▶ _Lesetext_
„Unweit Clerf wurde vorgestern auf einem Acker, den der Eigentümer umzugraben im Begriff war, ein wohlerhaltener römischer Mosaikboden entdeckt. Als der Mann mehrmals mit dem Spaten auf Widerstand stieß, wurde er neugierig und räumte einen Teil Erdreich beiseite. Dabei legte er ein paar Quadratfuß des Mosaikbodens bloß. Mit Hilfe mehrerer Dorfgenossen wurden die Aufdeckungsarbeiten fortgesetzt, und ehe es Abend wurde, lag die ganze, zirka 30 Geviertmeter messende Mosaik offen. Sie ist aus daumennagelgroßen Steinchen in schwarzweißem Muster mit hübscher Umrahmung in denselben Farben ausgeführt. Aus der ganzen Umgebung waren auf das Bekanntwerden der Nachricht die Bewohner herbeigeeilt und bis heute ist der Strom der Neugierigen noch nicht versiegt. Man erwartet ein Mitglied der Regierung und eine Abordnung des Archeologischen Instituts, auch von einem bevorstehenden Besuch des Prinzgemahls ging schon die Rede.“
Wenn diese oder eine ähnliche Nachricht in den Tagesblättern erschiene, so würde sonder Zweifel Clerf für längere Zeit zum Mittelpunkt des Tourismus, des öffentlichen Interesses und des obrigkeitlichen Wohlwollens. Denken Sie doch! Eine römische Mosaik in unserm Land! Wir haben zwar schon den römischen Adler, aber er ist nicht römisch, wir haben auch die Nenniger Mosaik, aber sie ist nicht in unserm Land, wir haben unsere irisch-römischen Bäder, aber niemand kann sie benützen, weil sie so wahnsinnig zweckwidrig sind, daß man sich darin den Tod durch Erkälten holen muß - das alles haben wir, aber wir haben keinen römischen, keinen zweifellos echten, authentischen, wohlerhaltenen römischen Mosaikboden, als Zeugen dafür, daß es den Herren der Welt von dazumal bei uns gut gefiel und sie sich hier herum sogar ihre Villen bauten. Ich bezweifle keinen Augenblick, daß Herr Peter Prüm es durchsetzen würde, diesen römischen Mosaikboden zu einem nationalen Wallfahrtsort auszubauen. Wenn er mich dabei zurate zöge, würde ich unbedingt anregen, dicht neben dem Mosaikboden eine Heilquelle zu entdecken. Denn wo damals Römer saßen, da entsprang ganz sicher ein Gesundbrunnen. Über der Mosaik erhöbe sich bald ein stattlicher Bau mit einer Rundgalerie, von der aus man den kunstvollen Steinplättchenboden bequem betrachten könnte, um die Quelle herum würden sich bald moderne Hotels mit wohlklingenden Namen erheben - an die römische Vergangenheit anlehnend - und die Leute der Umgegend würden einen schwunghaften Handel mit römischen Münzen treiben, die sie entweder selbst auf ihren Äckern fänden noch besser - die fremden Touristen dort ausbuddeln ließen, nachdem sie sie vorher eingebuddelt hätten.

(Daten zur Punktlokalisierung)
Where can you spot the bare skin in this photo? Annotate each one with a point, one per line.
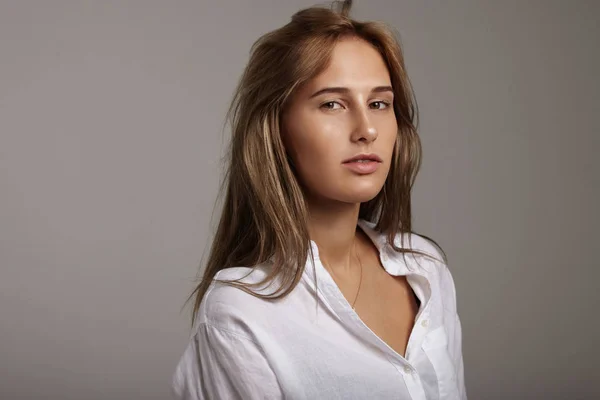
(319, 133)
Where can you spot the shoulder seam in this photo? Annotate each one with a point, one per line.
(237, 334)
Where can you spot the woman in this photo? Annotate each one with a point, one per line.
(316, 288)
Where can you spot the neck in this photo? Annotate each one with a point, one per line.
(333, 228)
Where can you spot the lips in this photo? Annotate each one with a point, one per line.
(363, 158)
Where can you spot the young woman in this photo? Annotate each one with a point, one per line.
(316, 287)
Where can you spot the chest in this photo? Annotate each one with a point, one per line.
(386, 304)
(388, 307)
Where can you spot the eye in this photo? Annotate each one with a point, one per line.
(386, 104)
(328, 105)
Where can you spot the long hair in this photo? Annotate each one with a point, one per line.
(264, 215)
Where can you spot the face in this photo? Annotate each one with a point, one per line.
(345, 111)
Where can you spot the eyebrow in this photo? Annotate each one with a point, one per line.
(343, 90)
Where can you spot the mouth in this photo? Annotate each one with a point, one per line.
(363, 163)
(363, 158)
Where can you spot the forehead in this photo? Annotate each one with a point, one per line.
(354, 64)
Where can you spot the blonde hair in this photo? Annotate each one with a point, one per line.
(264, 215)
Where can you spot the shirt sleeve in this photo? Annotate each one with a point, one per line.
(454, 329)
(219, 364)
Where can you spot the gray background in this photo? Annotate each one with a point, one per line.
(110, 139)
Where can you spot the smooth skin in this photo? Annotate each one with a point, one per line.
(345, 111)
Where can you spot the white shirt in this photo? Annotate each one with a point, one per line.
(243, 347)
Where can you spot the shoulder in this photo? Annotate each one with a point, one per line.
(229, 307)
(433, 260)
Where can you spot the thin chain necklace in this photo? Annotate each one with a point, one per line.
(359, 283)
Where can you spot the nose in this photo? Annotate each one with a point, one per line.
(365, 129)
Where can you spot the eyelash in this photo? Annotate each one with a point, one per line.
(387, 104)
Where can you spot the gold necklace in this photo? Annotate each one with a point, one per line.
(359, 282)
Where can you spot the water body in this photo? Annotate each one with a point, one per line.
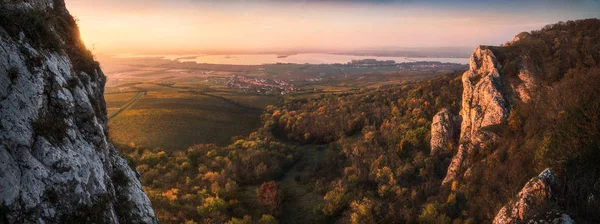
(308, 58)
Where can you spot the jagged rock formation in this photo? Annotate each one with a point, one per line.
(443, 129)
(56, 164)
(483, 105)
(536, 192)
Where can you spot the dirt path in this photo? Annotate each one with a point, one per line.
(127, 105)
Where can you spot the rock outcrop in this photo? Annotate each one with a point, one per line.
(483, 105)
(56, 164)
(443, 129)
(536, 192)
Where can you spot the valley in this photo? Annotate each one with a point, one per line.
(160, 103)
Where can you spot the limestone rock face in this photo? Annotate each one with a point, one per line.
(443, 129)
(535, 193)
(56, 164)
(483, 104)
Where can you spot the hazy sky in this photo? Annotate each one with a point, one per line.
(152, 26)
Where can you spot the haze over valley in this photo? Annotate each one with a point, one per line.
(311, 111)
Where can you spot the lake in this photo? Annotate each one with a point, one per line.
(308, 58)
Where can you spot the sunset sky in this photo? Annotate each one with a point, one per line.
(175, 26)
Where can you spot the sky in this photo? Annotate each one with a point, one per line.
(201, 26)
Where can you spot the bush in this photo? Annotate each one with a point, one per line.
(34, 24)
(270, 195)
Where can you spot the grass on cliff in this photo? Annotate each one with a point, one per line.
(54, 30)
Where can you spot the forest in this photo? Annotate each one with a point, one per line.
(378, 167)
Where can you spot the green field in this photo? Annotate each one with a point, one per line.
(177, 120)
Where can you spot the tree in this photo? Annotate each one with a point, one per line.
(271, 196)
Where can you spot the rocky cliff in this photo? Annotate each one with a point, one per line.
(484, 104)
(444, 127)
(536, 193)
(56, 164)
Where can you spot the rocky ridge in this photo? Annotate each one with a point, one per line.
(443, 129)
(483, 105)
(534, 194)
(56, 164)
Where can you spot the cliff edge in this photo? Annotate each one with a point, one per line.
(56, 164)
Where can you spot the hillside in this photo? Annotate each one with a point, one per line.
(512, 139)
(56, 164)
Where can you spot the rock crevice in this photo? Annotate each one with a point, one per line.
(56, 164)
(483, 104)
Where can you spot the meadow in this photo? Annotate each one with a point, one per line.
(157, 103)
(178, 120)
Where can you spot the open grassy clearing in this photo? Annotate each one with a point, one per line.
(176, 120)
(115, 100)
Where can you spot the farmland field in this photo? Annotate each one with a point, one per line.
(177, 120)
(158, 103)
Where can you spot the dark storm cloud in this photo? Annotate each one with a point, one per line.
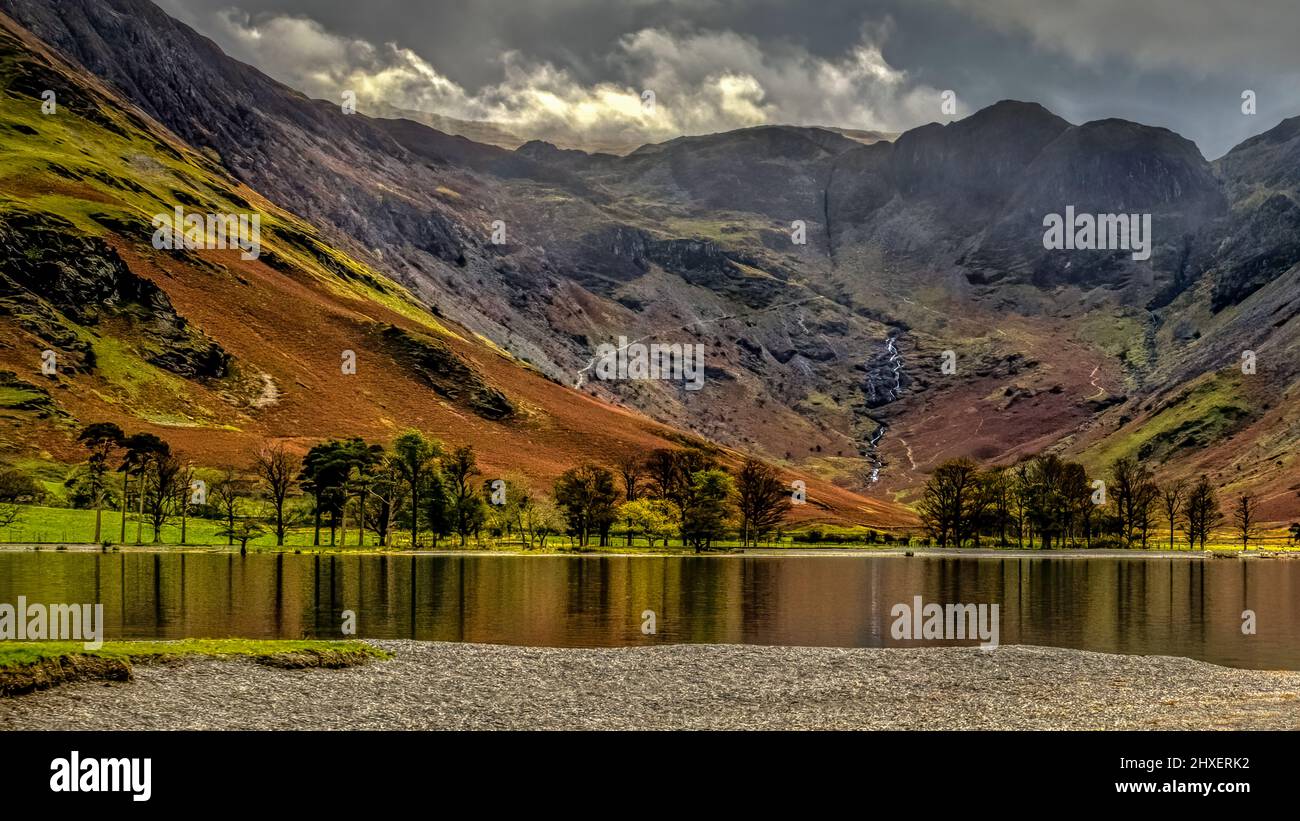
(720, 64)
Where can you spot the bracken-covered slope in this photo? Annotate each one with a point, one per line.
(219, 353)
(823, 353)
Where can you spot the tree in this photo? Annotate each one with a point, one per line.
(360, 464)
(541, 520)
(671, 472)
(1203, 512)
(159, 491)
(654, 518)
(1171, 498)
(1131, 491)
(632, 469)
(588, 496)
(183, 494)
(706, 508)
(143, 454)
(277, 470)
(762, 499)
(1246, 518)
(9, 515)
(945, 502)
(414, 456)
(243, 531)
(1144, 509)
(226, 495)
(103, 441)
(323, 474)
(467, 507)
(437, 507)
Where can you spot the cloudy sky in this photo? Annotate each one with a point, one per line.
(542, 66)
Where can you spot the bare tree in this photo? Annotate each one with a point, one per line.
(1246, 518)
(1201, 512)
(277, 469)
(226, 495)
(1171, 496)
(763, 500)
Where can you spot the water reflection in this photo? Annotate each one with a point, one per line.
(1184, 607)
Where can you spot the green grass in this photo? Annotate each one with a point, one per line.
(16, 654)
(48, 525)
(1207, 412)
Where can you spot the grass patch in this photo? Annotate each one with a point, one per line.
(16, 654)
(26, 667)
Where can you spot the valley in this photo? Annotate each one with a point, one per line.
(823, 357)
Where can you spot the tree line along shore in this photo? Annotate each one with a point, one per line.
(417, 492)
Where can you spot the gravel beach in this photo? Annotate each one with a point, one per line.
(684, 686)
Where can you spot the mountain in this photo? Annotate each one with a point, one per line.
(830, 279)
(217, 352)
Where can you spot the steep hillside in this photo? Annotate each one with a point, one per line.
(828, 276)
(217, 352)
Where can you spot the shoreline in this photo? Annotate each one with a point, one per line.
(762, 552)
(436, 685)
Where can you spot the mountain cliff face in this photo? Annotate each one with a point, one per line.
(217, 352)
(828, 279)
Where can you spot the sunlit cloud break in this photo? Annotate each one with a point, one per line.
(701, 82)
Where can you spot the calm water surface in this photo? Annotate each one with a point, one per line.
(1181, 607)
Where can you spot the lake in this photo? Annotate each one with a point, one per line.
(1179, 607)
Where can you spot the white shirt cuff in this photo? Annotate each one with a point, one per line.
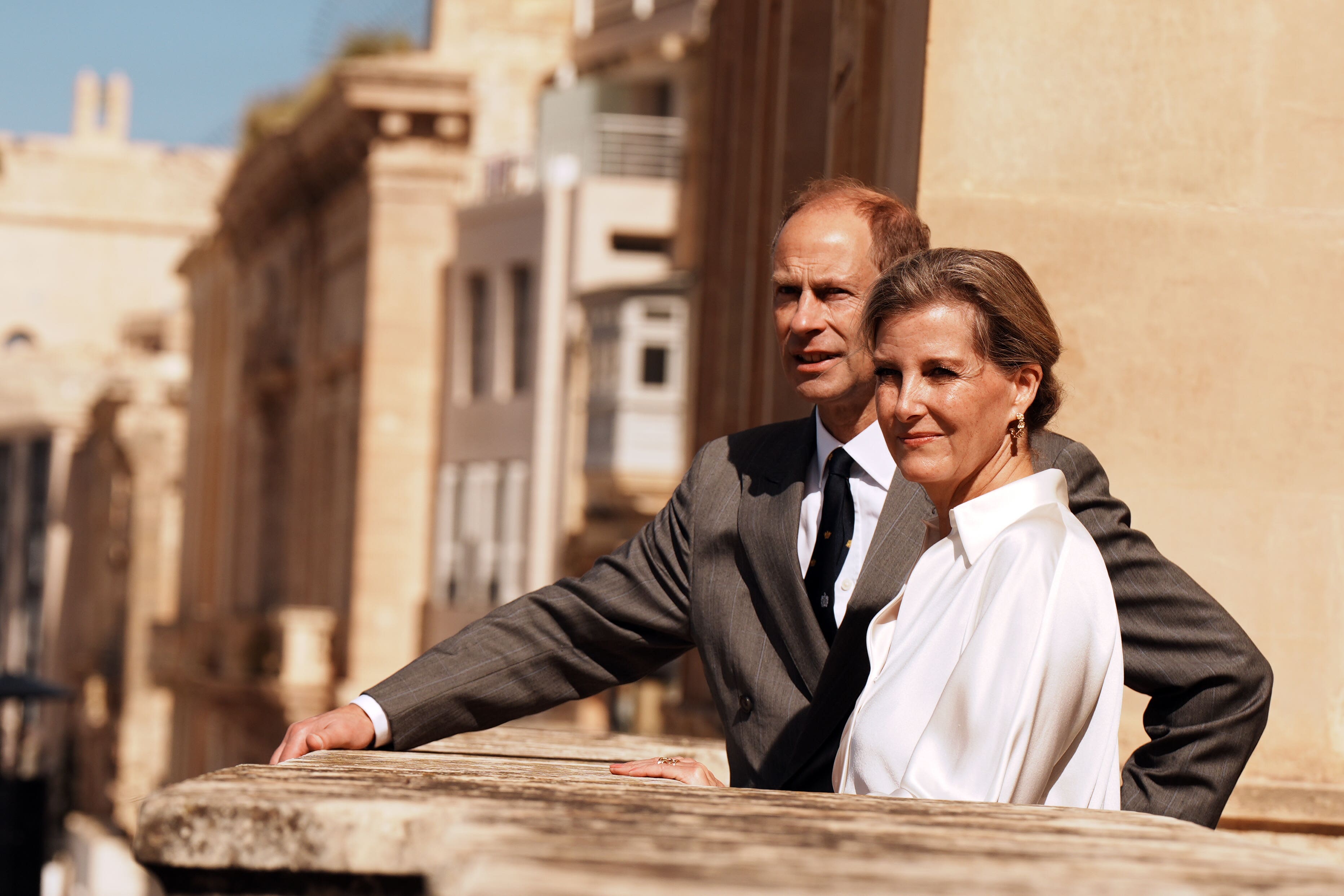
(382, 733)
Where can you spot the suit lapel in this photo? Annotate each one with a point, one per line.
(768, 527)
(897, 546)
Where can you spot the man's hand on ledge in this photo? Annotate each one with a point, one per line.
(689, 772)
(342, 729)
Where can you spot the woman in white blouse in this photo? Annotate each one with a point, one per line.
(996, 672)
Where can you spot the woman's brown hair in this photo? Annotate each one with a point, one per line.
(1013, 324)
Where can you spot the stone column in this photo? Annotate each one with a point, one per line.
(410, 235)
(549, 426)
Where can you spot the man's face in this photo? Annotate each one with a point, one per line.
(822, 273)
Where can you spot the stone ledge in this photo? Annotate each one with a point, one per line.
(1284, 807)
(494, 824)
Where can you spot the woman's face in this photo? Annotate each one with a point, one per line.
(943, 409)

▶ _Aufgabenstellung_
Wie geht der Text über den römischen Mosaikboden bei Clerf nach seinem letzten Satz weiter? Setze ihn fort.

▶ _Schriftliche Antwort_
So ungefähr würde sich um Clerf oder dort herum das Los des römischen Mosaikbodens gestalten, wenn wir einen hätten.
Aber - aber wir haben ja einen!
Jawohl! Wir haben im Land einen römischen Mosaikboden, der genau ist, wie der, den ich oben hypothetisch beschrieben habe. Nur liegt er leider nicht im Ösling, sondern an der Mosel - das heißt, nicht einmal ganz an der Mosel, sondern unweit der Mündung eines Nebentales, in Bous.
Ich lasse mich köpfen, wenn mehr als ein halbes Dutzend meiner Leser von der Existenz dieses römischen Denkmals eine Ahnung hatten. Es muß um jeden Preis zum zweiten Mal entdeckt werden, diesmal aber energischer und nachhaltiger, als das erste Mal.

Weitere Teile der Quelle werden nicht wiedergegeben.